The request: Begin at the line below that contains "Please drop a marker on the white lounge". Repeat it and all remaining lines of the records exactly.

Data for processing:
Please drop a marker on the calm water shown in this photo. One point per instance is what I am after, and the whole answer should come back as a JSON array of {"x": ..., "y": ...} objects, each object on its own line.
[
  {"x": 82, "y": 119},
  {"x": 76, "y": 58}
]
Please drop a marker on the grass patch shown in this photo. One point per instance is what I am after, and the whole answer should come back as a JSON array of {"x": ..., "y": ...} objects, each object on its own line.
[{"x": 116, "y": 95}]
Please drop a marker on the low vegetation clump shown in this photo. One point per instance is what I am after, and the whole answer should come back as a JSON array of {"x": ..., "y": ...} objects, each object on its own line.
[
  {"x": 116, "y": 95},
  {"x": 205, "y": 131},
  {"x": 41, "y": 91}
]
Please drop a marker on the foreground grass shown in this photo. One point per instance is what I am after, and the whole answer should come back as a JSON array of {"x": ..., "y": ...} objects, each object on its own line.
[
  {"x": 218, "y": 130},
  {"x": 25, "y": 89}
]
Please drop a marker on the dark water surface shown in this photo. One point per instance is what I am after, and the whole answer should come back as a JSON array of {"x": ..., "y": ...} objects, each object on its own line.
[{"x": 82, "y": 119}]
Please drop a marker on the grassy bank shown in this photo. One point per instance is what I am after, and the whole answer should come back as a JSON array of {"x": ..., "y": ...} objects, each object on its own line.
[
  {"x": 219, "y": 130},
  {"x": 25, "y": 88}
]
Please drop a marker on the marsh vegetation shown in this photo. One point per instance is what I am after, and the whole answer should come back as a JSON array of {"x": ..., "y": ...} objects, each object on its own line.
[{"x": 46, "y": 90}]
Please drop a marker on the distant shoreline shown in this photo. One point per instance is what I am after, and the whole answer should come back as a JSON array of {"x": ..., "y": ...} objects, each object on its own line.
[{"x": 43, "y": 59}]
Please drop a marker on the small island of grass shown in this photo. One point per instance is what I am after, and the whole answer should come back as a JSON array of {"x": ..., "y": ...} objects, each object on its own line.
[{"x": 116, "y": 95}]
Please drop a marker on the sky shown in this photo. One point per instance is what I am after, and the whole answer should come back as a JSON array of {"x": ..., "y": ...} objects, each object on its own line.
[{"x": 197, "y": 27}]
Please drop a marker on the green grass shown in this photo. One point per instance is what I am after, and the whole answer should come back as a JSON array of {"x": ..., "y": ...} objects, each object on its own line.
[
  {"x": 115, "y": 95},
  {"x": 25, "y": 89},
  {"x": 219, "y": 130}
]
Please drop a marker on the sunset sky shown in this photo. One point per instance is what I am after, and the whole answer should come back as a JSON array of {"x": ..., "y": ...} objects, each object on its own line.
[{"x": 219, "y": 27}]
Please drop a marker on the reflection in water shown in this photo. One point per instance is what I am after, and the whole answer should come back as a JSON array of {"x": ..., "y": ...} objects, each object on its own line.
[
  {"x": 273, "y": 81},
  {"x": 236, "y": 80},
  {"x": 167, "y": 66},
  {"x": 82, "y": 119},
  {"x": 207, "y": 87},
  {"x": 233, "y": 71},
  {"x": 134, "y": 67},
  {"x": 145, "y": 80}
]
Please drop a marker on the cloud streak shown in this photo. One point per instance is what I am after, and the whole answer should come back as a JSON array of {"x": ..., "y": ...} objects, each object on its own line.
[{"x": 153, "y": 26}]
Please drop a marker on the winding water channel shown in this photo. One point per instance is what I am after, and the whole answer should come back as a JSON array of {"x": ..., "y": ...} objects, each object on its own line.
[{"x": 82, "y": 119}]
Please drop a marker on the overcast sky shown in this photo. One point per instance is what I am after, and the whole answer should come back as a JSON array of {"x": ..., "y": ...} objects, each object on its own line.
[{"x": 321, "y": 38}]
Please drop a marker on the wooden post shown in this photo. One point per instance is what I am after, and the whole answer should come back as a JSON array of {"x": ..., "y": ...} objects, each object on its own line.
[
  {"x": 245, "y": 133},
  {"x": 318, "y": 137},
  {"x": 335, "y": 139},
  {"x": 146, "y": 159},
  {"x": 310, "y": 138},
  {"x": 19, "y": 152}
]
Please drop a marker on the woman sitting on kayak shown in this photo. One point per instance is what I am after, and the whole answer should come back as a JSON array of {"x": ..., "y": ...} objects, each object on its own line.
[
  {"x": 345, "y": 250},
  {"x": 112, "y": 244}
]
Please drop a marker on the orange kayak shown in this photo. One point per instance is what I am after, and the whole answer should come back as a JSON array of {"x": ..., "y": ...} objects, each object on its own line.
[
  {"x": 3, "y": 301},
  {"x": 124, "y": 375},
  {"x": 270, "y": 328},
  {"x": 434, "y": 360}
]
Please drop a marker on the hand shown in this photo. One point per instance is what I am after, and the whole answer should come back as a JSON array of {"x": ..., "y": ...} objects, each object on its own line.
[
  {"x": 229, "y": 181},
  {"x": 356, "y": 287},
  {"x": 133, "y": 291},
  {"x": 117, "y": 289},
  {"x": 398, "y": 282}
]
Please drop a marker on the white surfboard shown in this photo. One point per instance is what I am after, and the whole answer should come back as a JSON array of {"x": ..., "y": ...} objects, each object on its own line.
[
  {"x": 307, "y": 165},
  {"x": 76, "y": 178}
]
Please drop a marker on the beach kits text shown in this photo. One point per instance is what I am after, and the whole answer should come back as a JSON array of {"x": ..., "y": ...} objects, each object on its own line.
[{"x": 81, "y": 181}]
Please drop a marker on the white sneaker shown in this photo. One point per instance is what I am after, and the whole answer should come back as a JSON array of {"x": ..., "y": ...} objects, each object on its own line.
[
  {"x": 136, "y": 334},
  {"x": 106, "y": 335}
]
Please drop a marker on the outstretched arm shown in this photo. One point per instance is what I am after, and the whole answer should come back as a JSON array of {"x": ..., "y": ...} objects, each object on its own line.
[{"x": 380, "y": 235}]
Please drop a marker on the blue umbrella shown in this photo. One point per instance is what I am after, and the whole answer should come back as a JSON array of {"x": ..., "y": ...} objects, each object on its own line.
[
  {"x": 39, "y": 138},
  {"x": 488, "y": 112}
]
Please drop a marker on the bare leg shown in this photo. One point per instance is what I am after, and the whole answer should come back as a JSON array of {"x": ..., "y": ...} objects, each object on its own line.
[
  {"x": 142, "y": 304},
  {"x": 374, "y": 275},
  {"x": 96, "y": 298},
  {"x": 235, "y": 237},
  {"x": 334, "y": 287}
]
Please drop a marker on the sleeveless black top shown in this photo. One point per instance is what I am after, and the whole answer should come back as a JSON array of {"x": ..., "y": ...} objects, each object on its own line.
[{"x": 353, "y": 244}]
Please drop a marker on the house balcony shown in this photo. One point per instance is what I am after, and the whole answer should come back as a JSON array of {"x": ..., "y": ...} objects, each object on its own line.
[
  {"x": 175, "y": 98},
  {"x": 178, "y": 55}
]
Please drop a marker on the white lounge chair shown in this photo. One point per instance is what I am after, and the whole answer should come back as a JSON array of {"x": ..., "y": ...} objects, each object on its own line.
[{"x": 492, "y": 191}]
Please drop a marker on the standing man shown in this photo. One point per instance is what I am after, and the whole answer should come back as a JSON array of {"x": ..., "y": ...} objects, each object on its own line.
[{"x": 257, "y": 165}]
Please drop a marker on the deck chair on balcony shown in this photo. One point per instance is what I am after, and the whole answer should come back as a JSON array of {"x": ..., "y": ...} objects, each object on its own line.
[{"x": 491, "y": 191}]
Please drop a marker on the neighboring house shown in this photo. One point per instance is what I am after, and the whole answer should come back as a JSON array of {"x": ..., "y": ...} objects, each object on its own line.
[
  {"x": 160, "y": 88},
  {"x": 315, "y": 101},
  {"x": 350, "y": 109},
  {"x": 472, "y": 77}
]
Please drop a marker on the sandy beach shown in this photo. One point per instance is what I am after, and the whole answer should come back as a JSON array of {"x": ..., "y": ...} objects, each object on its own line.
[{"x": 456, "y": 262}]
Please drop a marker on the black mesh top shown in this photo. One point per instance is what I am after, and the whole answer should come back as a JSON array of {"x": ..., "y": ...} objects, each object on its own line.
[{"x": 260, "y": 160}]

Completed task:
Please drop a marker on the white lounge chair shown in this photo. One point per instance is what I am after, and the whole answer should come back as a JSON array of {"x": ..., "y": ...} objects, each object on its own line.
[{"x": 492, "y": 191}]
Please drop a marker on the standing man shown in this photo. One point per instance is what I am after, and the whole answer should come back as a JSON array of {"x": ..., "y": ...} objects, each object on its own line.
[{"x": 257, "y": 165}]
Please drop a marker on the deck chair on balcony shown in this photo. One point per instance is what I am after, and the whole answer should come back as a JSON array of {"x": ..., "y": ...} objects, each object on its own line.
[{"x": 491, "y": 191}]
Please drop a marker on the neighboring house shown in this photo. One point per instance is what I am after, and the whole answer should come back as a JSON array of {"x": ..., "y": ...} objects, each object on its own line.
[
  {"x": 160, "y": 88},
  {"x": 315, "y": 101},
  {"x": 350, "y": 109},
  {"x": 472, "y": 77}
]
Please drop a marker on the sandy beach shown in this photo. One point per instance is what I am after, and the whole answer should come back as a JSON array of {"x": ..., "y": ...} objects, each object on its own line.
[{"x": 456, "y": 262}]
Please drop a marker on the black mesh top shown in this photo. One point per instance is what I am after, and the whole answer should come back as a JSON array of {"x": ..., "y": ...} objects, each object on its own line.
[{"x": 260, "y": 160}]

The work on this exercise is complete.